REQUIRED ACTIONS:
**a)** Decide whether each statement agrees with the Japantown timeline, answering yes or no and quoting the words of the timeline that settle it: (i) The Japanese government gave San Francisco $246,000 for earthquake relief. (ii) President Theodore Roosevelt upheld the School Board's order to segregate Japanese school children. (iii) Nisei were citizens by birth.
**b)** Resume the Japantown timeline after its last sentence.
*** TEXT BLOCK ***
Sources: Japanese Cultural and Community Center of Northern California, Japantown Task Force, Inc. and National Japanese American Historical Society. (Please see the other timelines for Pre-1906 and Community Institutions history.)
1906 TO 2006
1906: April 18: The Great Earthquake and Fire devastates San Francisco. Japanese enclaves in Chinatown and South of Market are devastated but South Park and Western Addition survives and thrives. The Japanese government contributes $246,000 to the City of San Francisco for earthquake relief, more than all other foreign nations combined.
Japanese community relocates to the present Japantown (O'Farrell to Pine and Octavia to Fillmore) in the Western Addition with a small concentration in South Park (south of market between Second and Third Streets and Brannan and Townsend). A few Japanese businesses returned to Chinatown until World War II (WWII).
In June, anti-Japanese agitation renews. Physical attacks against Japanese residents become common.
October 11: The San Francisco School Board orders the segregation of 93 Japanese school children. After the Japanese government protests, President Theodore Roosevelt forces the Board to rescind the order. The School Board forces a compromise from President Roosevelt to greatly curtail Japanese immigration resulting in the 1908 "Gentlemen's Agreement" between the United States (U.S.) and Japan, which drastically reduces immigration of Japanese laborers from entering the U.S. via Hawaii, Mexico or Canada.
1907: Frequent riots in San Francisco to protest the presence of the Japanese. Anti-Japanese riots are also reported in nearby Berkeley and Oakland.
"Picture brides," many of whom had never met their husbands prior to immigrating, begin arriving at the Angel Island Immigration Station in San Francisco Bay. Families are soon established and the second generation of Japanese Americans, or Nisei, is born. Nisei are citizens by birth and therefore legally able to own property.
*** RECORDED INFORMATION ***
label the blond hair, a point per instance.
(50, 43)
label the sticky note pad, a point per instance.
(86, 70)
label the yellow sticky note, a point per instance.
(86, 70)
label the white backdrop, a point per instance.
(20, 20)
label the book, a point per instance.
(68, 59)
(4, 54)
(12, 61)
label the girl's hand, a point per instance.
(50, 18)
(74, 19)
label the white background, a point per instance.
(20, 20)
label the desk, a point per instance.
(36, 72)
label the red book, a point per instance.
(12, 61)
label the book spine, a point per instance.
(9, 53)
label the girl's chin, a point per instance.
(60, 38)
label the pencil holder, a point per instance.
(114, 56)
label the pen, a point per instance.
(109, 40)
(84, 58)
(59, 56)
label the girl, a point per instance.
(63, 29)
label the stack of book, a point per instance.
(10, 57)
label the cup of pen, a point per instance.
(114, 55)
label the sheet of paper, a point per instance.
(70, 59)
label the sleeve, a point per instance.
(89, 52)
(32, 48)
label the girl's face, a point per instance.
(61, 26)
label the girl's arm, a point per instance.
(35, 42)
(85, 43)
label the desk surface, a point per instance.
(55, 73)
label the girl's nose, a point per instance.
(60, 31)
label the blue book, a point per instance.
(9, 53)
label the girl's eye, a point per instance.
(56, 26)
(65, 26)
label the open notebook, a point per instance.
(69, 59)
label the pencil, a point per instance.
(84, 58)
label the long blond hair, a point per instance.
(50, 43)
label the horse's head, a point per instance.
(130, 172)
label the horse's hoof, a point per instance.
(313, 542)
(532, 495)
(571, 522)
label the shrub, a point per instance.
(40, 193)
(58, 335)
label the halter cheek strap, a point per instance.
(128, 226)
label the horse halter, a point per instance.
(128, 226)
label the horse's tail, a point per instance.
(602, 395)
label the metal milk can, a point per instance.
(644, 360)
***
RESULTS FOR THE EXERCISE:
**a)**
(i) Yes: "The Japanese government contributes $246,000 to the City of San Francisco for earthquake relief"
(ii) No: "President Theodore Roosevelt forces the Board to rescind the order."
(iii) Yes: "Nisei are citizens by birth"

**b)**
1909: The California Flower Mart, initiated by several Japanese Americans, is established and is the first grower-operated wholesale flower market on the Pacific Coast.
1910: Per the 1910 U.S. Census, 50 Japanese-owned commercial establishments and 4,700 Japanese residents are in San Francisco.
1913: The California State Legislature enacts the Heney-Webb Alien Land Act. This Act forbids property ownership by "aliens ineligible for citizenship" (at the time, immigrants from Asia were not permitted to become naturalized citizens). This restriction applies almost exclusively to Japanese immigrants and remains in effect until 1952.
1915: Panama Pacific Exposition Fair opens in San Francisco. The Japan exhibit is the pride of the Japanese American community.
The Hearst newspaper launches its "Yellow Peril" campaign with sensational headlines and editorial series fueling anti-Japanese hostility.
1920: The Japanese Exclusion League of California is formed at the Native Sons Hall in San Francisco, under the leadership of newspaper publisher V. S. McClatchy.
1922: Supreme Court rules in Takeo Ozawa v. U.S. that naturalization is limited to "free white persons and aliens of African nativity," legalizing exclusion of Asians from citizenship.
1924: Congress passes the Immigration Exclusion Act, cutting off further immigration from Japan until 1952 because they were "aliens ineligible for citizenship."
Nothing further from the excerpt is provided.